[Pointing records]
┄┄┄┄┄┄┄┄┄┄┄┄┄┄┄┄┄┄┄┄
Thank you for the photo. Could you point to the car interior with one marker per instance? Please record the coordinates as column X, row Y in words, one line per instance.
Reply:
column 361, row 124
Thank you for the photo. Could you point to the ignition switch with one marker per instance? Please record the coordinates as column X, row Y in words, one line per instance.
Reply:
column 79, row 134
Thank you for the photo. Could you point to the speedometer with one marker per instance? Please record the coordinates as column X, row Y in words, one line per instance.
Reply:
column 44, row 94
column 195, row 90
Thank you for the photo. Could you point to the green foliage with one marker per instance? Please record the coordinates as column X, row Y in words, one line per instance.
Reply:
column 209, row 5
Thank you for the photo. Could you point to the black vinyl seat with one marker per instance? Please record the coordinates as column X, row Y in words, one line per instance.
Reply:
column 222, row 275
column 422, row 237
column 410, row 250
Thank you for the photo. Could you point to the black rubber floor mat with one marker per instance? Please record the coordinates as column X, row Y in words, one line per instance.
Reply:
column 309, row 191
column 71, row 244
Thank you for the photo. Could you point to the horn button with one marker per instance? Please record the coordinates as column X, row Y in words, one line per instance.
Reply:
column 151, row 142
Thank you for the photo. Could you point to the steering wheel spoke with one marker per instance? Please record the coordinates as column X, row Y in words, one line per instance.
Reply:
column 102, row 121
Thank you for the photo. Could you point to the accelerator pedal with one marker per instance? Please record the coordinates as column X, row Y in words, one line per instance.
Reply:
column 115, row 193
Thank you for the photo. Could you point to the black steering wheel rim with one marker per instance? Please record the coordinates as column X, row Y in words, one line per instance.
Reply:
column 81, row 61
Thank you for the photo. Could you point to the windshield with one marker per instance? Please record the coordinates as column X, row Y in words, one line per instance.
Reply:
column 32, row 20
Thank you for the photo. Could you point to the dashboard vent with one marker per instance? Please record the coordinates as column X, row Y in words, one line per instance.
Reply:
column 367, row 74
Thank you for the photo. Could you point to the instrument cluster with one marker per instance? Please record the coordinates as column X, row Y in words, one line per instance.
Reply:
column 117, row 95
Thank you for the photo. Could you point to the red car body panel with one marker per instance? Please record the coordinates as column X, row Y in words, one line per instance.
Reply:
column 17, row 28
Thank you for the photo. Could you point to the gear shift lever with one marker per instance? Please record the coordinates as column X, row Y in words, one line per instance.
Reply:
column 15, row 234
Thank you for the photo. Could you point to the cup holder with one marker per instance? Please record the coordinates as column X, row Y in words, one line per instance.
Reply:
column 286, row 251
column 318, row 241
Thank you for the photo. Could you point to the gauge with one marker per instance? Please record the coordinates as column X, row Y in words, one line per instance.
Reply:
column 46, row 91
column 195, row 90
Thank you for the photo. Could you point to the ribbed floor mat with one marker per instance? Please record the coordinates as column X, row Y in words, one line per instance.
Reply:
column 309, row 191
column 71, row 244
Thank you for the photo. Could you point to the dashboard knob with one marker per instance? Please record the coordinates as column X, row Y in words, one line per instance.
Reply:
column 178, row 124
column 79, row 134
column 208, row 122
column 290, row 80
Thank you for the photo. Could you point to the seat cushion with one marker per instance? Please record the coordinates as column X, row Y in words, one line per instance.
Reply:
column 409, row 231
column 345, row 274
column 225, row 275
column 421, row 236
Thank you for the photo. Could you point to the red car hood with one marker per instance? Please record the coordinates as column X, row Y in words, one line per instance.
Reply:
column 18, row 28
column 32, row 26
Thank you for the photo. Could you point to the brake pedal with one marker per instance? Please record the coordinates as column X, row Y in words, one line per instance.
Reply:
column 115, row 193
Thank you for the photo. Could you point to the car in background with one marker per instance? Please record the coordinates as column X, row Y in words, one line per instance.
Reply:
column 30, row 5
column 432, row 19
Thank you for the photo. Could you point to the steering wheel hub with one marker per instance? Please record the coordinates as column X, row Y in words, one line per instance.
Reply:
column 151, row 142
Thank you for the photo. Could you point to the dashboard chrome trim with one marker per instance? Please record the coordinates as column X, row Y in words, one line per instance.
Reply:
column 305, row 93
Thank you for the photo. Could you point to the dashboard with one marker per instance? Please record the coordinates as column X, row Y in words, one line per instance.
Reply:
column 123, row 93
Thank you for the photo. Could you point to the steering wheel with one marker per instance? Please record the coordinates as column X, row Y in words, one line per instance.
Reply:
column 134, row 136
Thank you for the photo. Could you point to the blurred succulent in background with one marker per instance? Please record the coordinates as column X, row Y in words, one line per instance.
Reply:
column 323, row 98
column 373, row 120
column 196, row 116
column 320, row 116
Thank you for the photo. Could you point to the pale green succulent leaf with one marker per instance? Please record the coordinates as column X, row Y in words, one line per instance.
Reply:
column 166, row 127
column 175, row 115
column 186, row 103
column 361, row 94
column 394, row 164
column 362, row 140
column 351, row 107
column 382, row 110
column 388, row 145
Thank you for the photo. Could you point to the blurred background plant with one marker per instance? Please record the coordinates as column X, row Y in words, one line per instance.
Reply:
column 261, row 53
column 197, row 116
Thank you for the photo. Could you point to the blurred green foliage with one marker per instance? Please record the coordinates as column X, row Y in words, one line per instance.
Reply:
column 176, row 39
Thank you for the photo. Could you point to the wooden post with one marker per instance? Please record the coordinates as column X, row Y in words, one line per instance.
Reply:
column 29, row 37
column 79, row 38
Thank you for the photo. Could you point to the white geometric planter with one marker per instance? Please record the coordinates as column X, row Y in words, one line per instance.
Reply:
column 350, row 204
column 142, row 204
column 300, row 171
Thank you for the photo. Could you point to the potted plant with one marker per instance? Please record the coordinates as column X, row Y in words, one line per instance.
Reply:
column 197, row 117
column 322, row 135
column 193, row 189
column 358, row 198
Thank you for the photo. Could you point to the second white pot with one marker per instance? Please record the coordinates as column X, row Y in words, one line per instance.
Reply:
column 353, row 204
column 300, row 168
┄┄┄┄┄┄┄┄┄┄┄┄┄┄┄┄┄┄┄┄
- **Stated task**
Transcribe all of the entries without altering anything.

- **Answer to the exercise**
Thank you for the photo. Could you point to the car interior with one marker per instance? Please record the coordinates as column X, row Y in words, one line per instance.
Reply:
column 361, row 124
Thank you for the photo. Could you point to the ignition switch with one marker per instance? Please record the coordinates as column X, row Y in words, one line per instance.
Reply:
column 79, row 134
Thank you for the photo. Could you point to the speedometer with one marker per instance? Please record the coordinates as column X, row Y in words, one line per instance.
Reply:
column 44, row 94
column 195, row 90
Thank you for the photo. Could you point to the green foliage with one marker per instance? Please record the coordinates as column X, row Y in words, one line per instance.
Reply:
column 209, row 5
Thank you for the photo. Could you point to the black vinyl seat with one marker per instance? Please record the coordinates as column X, row Y in words, one line per instance.
Reply:
column 222, row 275
column 422, row 237
column 410, row 250
Thank you for the photo. Could you point to the black rubber floor mat with one marker per instance? Please record the coordinates as column X, row Y in words, one line per instance.
Reply:
column 309, row 191
column 71, row 244
Thank you for the photo. Could you point to the horn button with one marker per instance? Please record the coordinates as column X, row Y in words, one line per instance.
Reply:
column 151, row 142
Thank you for the photo. Could you point to the steering wheel spoke with one marker per instance? Please record the coordinates as column X, row Y in words, one line per instance.
Reply:
column 102, row 121
Thank you for the photo. Could you point to the accelerator pedal with one marker per instance? Please record the coordinates as column X, row Y in words, one line per instance.
Reply:
column 115, row 193
Thank you for the photo. Could you point to the black steering wheel rim with one marker per instance? Please record the coordinates as column X, row Y in words, one line per instance.
Reply:
column 81, row 61
Thank you for the photo. Could you point to the windshield with one marker per instance? Please record the coordinates as column X, row Y in words, one line per instance.
Reply:
column 32, row 20
Thank you for the photo. Could you point to the dashboard vent with one marker per instance? Please record the coordinates as column X, row Y in words, one line per instance.
Reply:
column 367, row 74
Thank you for the photo. Could you point to the instrument cluster with one marker per instance? Please record the coordinates as column X, row Y in words, one line per instance.
Reply:
column 117, row 95
Thank you for the photo. Could you point to the red car body panel with one marker per instance? Please record the coordinates as column X, row Y in words, one line per instance.
Reply:
column 17, row 28
Thank you for the photo. Could you point to the gear shift lever with one marker per instance? Please record the coordinates as column X, row Y in words, one line per instance.
Reply:
column 15, row 234
Thank you for the photo. Could you point to the cup holder with one marker per instance? Please record the coordinates as column X, row Y in words, one line per instance.
Reply:
column 286, row 251
column 318, row 241
Thank you for the photo. Could you point to the gauge with one marker per instance? Please record the coordinates as column X, row Y in words, one line per instance.
Reply:
column 46, row 91
column 195, row 90
Thank you for the photo. Could you point to the ribbed floor mat with one marker per instance? Please record the coordinates as column X, row Y in words, one line per instance.
Reply:
column 309, row 191
column 71, row 244
Thank you for the photo. Could you point to the dashboard knob with one marker per instance? Please record the coordinates as column X, row Y in words, one line per instance.
Reply:
column 178, row 124
column 79, row 134
column 208, row 122
column 290, row 80
Thank you for the photo. Could you point to the seat cushion with one marker per instance? Please record the coordinates as column X, row Y in words, one line per instance.
Reply:
column 409, row 231
column 345, row 274
column 225, row 275
column 421, row 236
Thank you for the photo. Could you point to the red car hood with one marker per instance? Please record the coordinates as column X, row Y in words, one line per instance.
Reply:
column 18, row 28
column 32, row 26
Thank you for the photo. Could you point to the brake pedal with one marker per instance? Please record the coordinates as column X, row Y in words, one line per instance.
Reply:
column 115, row 193
Thank you for the photo. Could you point to the car in background with one marker per instance? Please record the coordinates as column X, row Y in words, one line per instance.
Reply:
column 30, row 5
column 432, row 19
Thank you for the photo. Could you point to the steering wheel hub with one marker per instance? Please record the coordinates as column X, row Y in words, one line per instance.
Reply:
column 151, row 142
Thank you for the photo. Could you point to the dashboard chrome trim with one marker per instance? Please record the coordinates as column X, row Y in words, one line per instance.
Reply:
column 305, row 93
Thank you for the photo. Could you point to the dashboard with one marker per instance? Please record the coordinates as column X, row Y in words, one line per instance.
Reply:
column 123, row 93
Thank you for the photo. Could you point to the steering wheel with one marker per instance? Please record the coordinates as column X, row Y in words, one line per instance.
Reply:
column 134, row 136
Thank you for the photo. Could you point to the blurred succulent in background with one marker per instance? Please record the coordinates as column X, row Y in words, one line per instance.
Reply:
column 323, row 98
column 373, row 120
column 196, row 116
column 320, row 116
Thank you for the photo. Could you point to the pale green succulent leaf with one marker per instance? Please record the coordinates as column X, row Y in words, one line per instance.
Reply:
column 166, row 127
column 175, row 115
column 186, row 103
column 361, row 94
column 394, row 164
column 362, row 140
column 351, row 107
column 382, row 110
column 388, row 145
Thank you for the photo. Could you point to the blurred background plant with one marker per instance? Please record the coordinates as column X, row Y in words, one line per instance.
Reply:
column 261, row 53
column 197, row 116
Thank you for the photo. Could you point to the blurred green foliage with one marker per instance? Please record the coordinates as column X, row Y in words, one line per instance.
Reply:
column 176, row 39
Thank you for the photo. Could you point to the wooden post with one marker per instance? Please record the coordinates as column X, row Y in words, one line per instance.
Reply:
column 29, row 37
column 79, row 38
Thank you for the photo. Could you point to the white geometric planter with one marker per instance? Please record the coordinates as column X, row Y in words, one line per instance.
Reply:
column 350, row 204
column 142, row 204
column 300, row 171
Thank you for the photo. Could you point to the potted plant with one marker per instance? Please record the coordinates as column X, row Y in words, one line per instance.
Reply:
column 197, row 117
column 322, row 135
column 193, row 189
column 358, row 198
Thank you for the photo. Could you point to the second white pot with one marker per instance? Please record the coordinates as column X, row Y in words, one line per instance.
Reply:
column 353, row 204
column 300, row 168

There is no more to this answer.